Compito -
Ritrascrivi parola per parola, dall'inizio alla fine, l'estratto qui sotto sulla trasmissione dei tassi della Bce ai prestiti alle famiglie.

Estratto della pagina -
Ebbene, l’incremento del livello generale dei prezzi – la cosiddetta “inflazione” – è di nuovo vicino a questo obiettivo. Perciò la Bce ha potuto tirare il fiato e riabbassare un po’ di tassi di interesse. Non è secondario né trascurabile: vuol dire che i mutui – giusto per fare un esempio – ci costano meno.
La questione, però, qui è un’altra: quanto la precedente stretta monetaria si è effettivamente trasmessa ai tassi pagati dalle famiglie per i vari tipi di prestito? È la domanda alla quale prova a dare risposta un recente studio apparso nella serie “Temi di discussione (Working Papers)” della Banca d’Italia.
Il titolo dello studio è Indebitamento delle famiglie e trasmissione della politica monetaria dopo la pandemia. Oggetto: l’andamento dei nuovi mutui e del credito al consumo alle famiglie tra il 2022 e il 2024 in nove Paesi dell’area euro (Belgio, Spagna, Ungheria, Irlanda, Italia, Lettonia, Lituania, Portogallo e Slovacchia) e la trasmissione delle decisioni di politica monetaria della Bce al costo dei prestiti.
Una trasmissione parziale ed eterogenea per il credito al consumo
Ebbene, lo studio offre in effetti una risposta: se nei mutui la trasmissione delle decisioni della Bce è stata quasi completa, nel credito al consumo è stata parziale e alquanto eterogenea.

Dati forniti -
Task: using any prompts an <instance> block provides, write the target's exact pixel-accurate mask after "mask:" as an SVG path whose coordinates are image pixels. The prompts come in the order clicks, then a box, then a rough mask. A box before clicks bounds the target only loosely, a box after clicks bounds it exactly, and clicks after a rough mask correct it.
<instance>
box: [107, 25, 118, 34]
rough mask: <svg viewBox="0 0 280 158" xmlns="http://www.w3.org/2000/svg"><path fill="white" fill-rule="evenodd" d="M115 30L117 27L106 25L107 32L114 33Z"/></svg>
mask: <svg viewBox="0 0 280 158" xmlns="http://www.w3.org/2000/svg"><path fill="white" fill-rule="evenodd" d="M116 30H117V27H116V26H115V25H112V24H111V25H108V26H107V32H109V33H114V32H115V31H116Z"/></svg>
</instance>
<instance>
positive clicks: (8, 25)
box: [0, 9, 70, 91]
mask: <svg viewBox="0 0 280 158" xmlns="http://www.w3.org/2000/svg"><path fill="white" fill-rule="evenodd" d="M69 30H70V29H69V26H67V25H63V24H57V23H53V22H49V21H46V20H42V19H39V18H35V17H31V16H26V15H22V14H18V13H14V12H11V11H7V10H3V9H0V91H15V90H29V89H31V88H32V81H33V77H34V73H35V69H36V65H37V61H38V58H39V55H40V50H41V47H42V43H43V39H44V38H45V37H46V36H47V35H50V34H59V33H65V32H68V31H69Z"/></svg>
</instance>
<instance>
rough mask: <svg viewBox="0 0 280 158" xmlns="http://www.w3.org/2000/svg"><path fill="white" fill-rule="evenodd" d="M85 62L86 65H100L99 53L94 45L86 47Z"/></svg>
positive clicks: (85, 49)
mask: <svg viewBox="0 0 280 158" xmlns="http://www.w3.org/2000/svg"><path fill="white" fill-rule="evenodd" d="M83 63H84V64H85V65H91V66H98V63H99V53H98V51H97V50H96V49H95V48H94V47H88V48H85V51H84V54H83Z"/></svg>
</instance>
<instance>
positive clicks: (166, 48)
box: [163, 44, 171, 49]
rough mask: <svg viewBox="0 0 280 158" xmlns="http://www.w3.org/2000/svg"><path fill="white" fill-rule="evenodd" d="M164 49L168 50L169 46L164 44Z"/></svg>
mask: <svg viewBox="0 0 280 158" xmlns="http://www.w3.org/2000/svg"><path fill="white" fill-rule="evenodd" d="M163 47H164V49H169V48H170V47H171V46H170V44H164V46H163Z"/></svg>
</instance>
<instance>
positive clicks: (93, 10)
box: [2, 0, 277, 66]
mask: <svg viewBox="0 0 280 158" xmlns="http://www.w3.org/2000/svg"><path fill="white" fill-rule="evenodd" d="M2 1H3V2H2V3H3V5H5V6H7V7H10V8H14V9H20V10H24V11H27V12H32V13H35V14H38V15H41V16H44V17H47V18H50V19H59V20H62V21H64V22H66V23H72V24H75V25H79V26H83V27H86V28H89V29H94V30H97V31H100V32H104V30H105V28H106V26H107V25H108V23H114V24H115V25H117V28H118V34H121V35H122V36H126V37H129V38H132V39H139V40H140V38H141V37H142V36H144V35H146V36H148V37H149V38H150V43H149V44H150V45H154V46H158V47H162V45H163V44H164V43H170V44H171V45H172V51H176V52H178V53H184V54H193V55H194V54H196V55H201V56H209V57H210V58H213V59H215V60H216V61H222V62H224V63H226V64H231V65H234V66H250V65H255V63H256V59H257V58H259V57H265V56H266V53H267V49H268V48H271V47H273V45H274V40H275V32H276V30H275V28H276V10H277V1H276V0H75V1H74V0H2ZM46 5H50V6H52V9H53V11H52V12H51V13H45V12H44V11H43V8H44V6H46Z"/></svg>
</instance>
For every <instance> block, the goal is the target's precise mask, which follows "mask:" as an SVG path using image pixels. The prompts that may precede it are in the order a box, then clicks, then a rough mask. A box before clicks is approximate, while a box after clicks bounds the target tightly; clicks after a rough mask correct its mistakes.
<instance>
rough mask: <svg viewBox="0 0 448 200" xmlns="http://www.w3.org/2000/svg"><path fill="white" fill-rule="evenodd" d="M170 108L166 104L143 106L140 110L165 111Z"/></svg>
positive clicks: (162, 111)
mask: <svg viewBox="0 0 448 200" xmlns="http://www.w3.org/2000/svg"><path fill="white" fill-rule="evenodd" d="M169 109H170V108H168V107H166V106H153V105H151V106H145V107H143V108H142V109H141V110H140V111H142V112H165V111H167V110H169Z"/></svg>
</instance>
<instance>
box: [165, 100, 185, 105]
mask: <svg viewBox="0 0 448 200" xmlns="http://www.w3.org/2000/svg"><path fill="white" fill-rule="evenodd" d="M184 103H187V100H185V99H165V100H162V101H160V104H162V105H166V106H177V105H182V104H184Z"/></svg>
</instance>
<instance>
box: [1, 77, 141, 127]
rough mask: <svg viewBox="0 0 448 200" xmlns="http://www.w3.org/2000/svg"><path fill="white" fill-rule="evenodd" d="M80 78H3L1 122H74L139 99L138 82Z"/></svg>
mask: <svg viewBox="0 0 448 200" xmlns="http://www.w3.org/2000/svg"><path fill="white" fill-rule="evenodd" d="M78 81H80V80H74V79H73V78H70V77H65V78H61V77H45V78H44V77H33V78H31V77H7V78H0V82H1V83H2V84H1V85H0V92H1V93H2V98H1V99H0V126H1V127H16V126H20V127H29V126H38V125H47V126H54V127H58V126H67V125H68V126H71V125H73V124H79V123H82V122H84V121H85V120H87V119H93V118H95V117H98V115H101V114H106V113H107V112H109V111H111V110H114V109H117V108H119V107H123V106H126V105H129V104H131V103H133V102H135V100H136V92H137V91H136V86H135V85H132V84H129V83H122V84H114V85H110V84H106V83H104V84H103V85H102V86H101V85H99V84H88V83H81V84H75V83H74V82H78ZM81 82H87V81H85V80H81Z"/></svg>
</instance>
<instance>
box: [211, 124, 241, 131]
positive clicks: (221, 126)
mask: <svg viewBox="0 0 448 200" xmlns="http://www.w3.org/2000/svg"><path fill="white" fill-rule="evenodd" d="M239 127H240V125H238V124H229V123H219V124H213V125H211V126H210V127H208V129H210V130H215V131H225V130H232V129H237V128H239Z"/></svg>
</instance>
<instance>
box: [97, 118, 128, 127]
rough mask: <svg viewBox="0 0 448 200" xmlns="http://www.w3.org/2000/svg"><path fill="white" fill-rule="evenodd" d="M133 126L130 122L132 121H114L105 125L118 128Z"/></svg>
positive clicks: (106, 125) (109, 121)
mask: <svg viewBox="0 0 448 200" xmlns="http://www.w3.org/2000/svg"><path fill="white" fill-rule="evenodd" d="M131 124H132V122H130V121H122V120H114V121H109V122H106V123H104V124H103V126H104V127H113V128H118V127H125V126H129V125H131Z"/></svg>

Risposta attesa -
Ebbene, l’incremento del livello generale dei prezzi – la cosiddetta “inflazione” – è di nuovo vicino a questo obiettivo. Perciò la Bce ha potuto tirare il fiato e riabbassare un po’ di tassi di interesse. Non è secondario né trascurabile: vuol dire che i mutui – giusto per fare un esempio – ci costano meno.
La questione, però, qui è un’altra: quanto la precedente stretta monetaria si è effettivamente trasmessa ai tassi pagati dalle famiglie per i vari tipi di prestito? È la domanda alla quale prova a dare risposta un recente studio apparso nella serie “Temi di discussione (Working Papers)” della Banca d’Italia.
Il titolo dello studio è Indebitamento delle famiglie e trasmissione della politica monetaria dopo la pandemia. Oggetto: l’andamento dei nuovi mutui e del credito al consumo alle famiglie tra il 2022 e il 2024 in nove Paesi dell’area euro (Belgio, Spagna, Ungheria, Irlanda, Italia, Lettonia, Lituania, Portogallo e Slovacchia) e la trasmissione delle decisioni di politica monetaria della Bce al costo dei prestiti.
Una trasmissione parziale ed eterogenea per il credito al consumo
Ebbene, lo studio offre in effetti una risposta: se nei mutui la trasmissione delle decisioni della Bce è stata quasi completa, nel credito al consumo è stata parziale e alquanto eterogenea.